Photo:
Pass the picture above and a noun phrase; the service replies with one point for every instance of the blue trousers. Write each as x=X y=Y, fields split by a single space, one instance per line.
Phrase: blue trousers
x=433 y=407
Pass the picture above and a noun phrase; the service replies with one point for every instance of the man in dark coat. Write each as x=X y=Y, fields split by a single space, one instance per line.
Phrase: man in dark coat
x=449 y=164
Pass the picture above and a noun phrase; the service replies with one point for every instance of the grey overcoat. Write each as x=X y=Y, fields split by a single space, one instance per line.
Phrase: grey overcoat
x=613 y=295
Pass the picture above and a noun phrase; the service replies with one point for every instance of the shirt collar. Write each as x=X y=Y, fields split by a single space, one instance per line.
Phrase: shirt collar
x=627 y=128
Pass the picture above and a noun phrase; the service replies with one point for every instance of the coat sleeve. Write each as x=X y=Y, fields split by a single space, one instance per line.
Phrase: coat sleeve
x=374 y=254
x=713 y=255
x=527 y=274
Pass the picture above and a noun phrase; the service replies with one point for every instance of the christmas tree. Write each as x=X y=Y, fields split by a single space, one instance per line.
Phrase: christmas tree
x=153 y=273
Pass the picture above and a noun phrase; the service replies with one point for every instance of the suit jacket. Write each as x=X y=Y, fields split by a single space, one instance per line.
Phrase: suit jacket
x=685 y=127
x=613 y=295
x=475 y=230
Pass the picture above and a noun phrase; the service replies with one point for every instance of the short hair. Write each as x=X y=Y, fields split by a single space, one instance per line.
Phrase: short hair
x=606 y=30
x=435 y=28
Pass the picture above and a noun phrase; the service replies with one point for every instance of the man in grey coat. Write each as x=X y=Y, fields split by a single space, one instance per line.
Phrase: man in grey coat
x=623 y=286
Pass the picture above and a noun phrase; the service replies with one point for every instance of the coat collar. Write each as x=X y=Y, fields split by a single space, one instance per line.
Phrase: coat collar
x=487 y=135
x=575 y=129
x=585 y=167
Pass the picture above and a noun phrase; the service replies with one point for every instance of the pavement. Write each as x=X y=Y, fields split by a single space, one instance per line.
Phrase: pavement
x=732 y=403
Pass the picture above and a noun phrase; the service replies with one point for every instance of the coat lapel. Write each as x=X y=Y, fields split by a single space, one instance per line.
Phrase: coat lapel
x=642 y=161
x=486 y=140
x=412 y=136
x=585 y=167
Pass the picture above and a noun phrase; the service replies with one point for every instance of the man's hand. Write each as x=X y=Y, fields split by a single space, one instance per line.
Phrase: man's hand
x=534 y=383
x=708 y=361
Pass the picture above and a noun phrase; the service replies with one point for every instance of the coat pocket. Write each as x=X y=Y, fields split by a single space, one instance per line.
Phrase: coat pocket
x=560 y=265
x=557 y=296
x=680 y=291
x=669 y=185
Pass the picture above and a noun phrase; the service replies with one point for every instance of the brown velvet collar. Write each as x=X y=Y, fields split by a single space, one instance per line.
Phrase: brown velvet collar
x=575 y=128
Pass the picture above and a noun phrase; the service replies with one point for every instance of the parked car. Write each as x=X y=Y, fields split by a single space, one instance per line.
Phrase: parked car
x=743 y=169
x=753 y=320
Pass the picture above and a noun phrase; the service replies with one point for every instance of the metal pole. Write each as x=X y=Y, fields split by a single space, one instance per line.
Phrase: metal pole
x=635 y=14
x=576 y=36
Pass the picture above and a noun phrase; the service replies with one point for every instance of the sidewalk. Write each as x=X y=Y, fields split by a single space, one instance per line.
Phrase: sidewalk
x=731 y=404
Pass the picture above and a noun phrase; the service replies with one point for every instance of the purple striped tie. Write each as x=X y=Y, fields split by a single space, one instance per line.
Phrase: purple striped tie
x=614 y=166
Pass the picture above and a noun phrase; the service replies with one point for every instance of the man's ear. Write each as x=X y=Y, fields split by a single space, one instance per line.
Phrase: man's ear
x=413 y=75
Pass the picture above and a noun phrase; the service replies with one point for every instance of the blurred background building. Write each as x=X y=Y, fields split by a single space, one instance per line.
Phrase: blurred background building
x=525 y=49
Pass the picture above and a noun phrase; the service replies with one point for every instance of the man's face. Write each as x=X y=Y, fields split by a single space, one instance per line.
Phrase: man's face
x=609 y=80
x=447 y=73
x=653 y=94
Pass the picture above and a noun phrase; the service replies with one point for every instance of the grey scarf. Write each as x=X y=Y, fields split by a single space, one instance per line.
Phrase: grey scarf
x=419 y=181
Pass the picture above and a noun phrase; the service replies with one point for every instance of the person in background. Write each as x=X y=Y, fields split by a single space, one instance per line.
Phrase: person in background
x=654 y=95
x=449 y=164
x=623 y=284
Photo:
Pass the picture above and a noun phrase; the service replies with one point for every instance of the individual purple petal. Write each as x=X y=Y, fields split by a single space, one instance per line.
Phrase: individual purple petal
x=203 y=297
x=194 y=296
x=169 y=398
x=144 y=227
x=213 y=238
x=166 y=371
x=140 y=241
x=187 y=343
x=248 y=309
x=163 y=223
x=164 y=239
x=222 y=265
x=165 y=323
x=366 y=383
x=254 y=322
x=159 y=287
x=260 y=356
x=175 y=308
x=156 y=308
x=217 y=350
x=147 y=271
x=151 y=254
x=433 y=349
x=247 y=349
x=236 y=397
========================================================================
### WHAT YOU WILL DO
An exact copy of every line above is needed.

### OUTPUT OF THE TASK
Photo:
Pass the picture above and a noun phrase; the service replies with one point for every instance of the blue trousers. Write each as x=X y=Y, fields split by a single space, one instance per line.
Phrase: blue trousers
x=433 y=407
Pass the picture above and a noun phrase; the service replies with one point for every instance of the man in dark coat. Write each as x=X y=Y, fields split by a single space, one instance per line.
Phrase: man in dark coat
x=449 y=164
Pass the picture above and a noun phrase; the service replies with one point for every instance of the grey overcoat. Write each as x=X y=Y, fields split by a single space, one instance per line.
Phrase: grey overcoat
x=613 y=295
Pass the picture above and a noun phrase; the service replies with one point for every instance of the shirt collar. Write each as x=X y=Y, fields split by a single space, one instance per line.
Phrase: shirt collar
x=627 y=128
Pass the picture above and a noun phrase; the service replies with one point for every instance of the coat sleeve. Write each as x=X y=Y, fields split by a single space, one instance per line.
Phrase: coat sleeve
x=374 y=254
x=713 y=255
x=527 y=274
Pass the picture above and a noun phrase; the service replies with one point for every instance of the christmas tree. Write each as x=X y=Y, fields split by a single space, one instance per line.
Phrase: christmas tree
x=153 y=273
Pass the picture above and a noun phrase; the service replies with one point for every instance of the suit jacket. Write each as x=X y=Y, fields split by a single space, one instance per line.
Phrase: suit jacket
x=685 y=127
x=613 y=295
x=475 y=230
Pass the picture above and a noun phrase; the service replies with one point for every instance of the short hair. Write each as x=X y=Y, fields split by a single space, one instance per line.
Phrase: short hair
x=606 y=30
x=435 y=28
Pass the picture above and a noun phrase; the service replies with one point for every instance of the man in grey coat. Write each as x=X y=Y, fields split by a single space, one instance per line.
Phrase: man in grey coat
x=623 y=286
Pass the picture above and a noun phrase; the service replies with one point for every instance of the coat collar. Write each as x=X y=Y, fields split by a single space, one instance per line.
Phrase: coat collar
x=487 y=135
x=575 y=129
x=585 y=167
Pass the picture above and a noun phrase; the service replies with one point for every instance of the pavement. Write each as x=X y=Y, fields split by a single space, one instance per line.
Phrase: pavement
x=732 y=403
Pass the picture above and a noun phrase; the service replies with one point for every instance of the coat lapel. Write each as x=X y=Y, fields split by a single space, one instance per line.
Phrase: coat lapel
x=642 y=161
x=486 y=140
x=412 y=136
x=585 y=167
Pass the picture above and a noun phrase; the service replies with one point for every instance of the man's hand. Write each as x=X y=Y, fields split by a single space, one instance per line.
Phrase: man's hand
x=534 y=383
x=708 y=361
Pass the picture above and a noun phrase; the service replies with one point for every instance of the coat pocket. Write each as x=X y=Y, fields split by a single space, one instance per line.
Phrase: coat pocket
x=560 y=265
x=557 y=296
x=680 y=291
x=669 y=185
Pass the picture above and a noun phrase; the service replies with one point for every instance of the brown velvet collar. Write each as x=X y=Y, fields split by a single space, one instance per line.
Phrase: brown velvet collar
x=575 y=128
Pass the picture above and a noun phrase; the service replies with one point for every instance of the parked car. Write each as x=X y=Y, fields split by a single space, one instance per line.
Phrase: parked car
x=743 y=169
x=753 y=320
Pass the picture above and a noun phrase; the service replies with one point for every instance of the metal pole. Write each as x=X y=Y, fields split by a single space, one instance per line.
Phrase: metal pole
x=635 y=14
x=576 y=36
Pass the picture above and a noun phrase; the service replies with one point for every instance of the sidewalk. Write each as x=X y=Y, fields split by a single space, one instance per line.
Phrase: sidewalk
x=731 y=404
Pass the picture above and a noun phrase; the service replies with one point for every instance of the purple striped tie. Write each as x=X y=Y, fields split by a single space, one instance per line.
Phrase: purple striped tie
x=614 y=166
Pass the picture above and a noun phrase; the service replies with one point for every instance of the man's ear. Write each as x=X y=Y, fields split by a single space, one instance per line.
Phrase: man's ear
x=413 y=75
Pass the picture above and a noun phrase; the service replies with one point for every instance of the blurred background building. Write each as x=X y=Y, fields split by a single space, one instance per line.
Phrase: blurred background building
x=525 y=49
Pass the picture above and a noun phrase; the service replies with one point for every instance of the man's face. Write each as x=X y=Y, fields split by a single space, one instance per line.
Phrase: man's face
x=609 y=80
x=447 y=73
x=653 y=94
Pass the picture above and a noun phrase; the service replies with one point for every instance of the grey scarf. Write each as x=X y=Y, fields split by a single space, one instance per line.
Phrase: grey scarf
x=419 y=181
Pass the picture above and a noun phrase; the service replies with one point for every instance of the person in background. Write each as x=X y=Y, fields split by a single space, one instance per line.
Phrase: person in background
x=654 y=95
x=449 y=164
x=623 y=284
Photo:
Pass the picture above and a noun phrase; the service replies with one point for every instance of the individual purple petal. Write each as x=X y=Y, fields split by a single space, one instance per line.
Phrase: individual purple petal
x=203 y=297
x=194 y=296
x=169 y=398
x=144 y=227
x=213 y=238
x=166 y=371
x=140 y=241
x=187 y=343
x=248 y=309
x=163 y=223
x=164 y=239
x=222 y=265
x=165 y=323
x=366 y=383
x=254 y=322
x=159 y=287
x=260 y=356
x=175 y=308
x=156 y=308
x=217 y=350
x=147 y=271
x=151 y=254
x=433 y=349
x=247 y=349
x=236 y=397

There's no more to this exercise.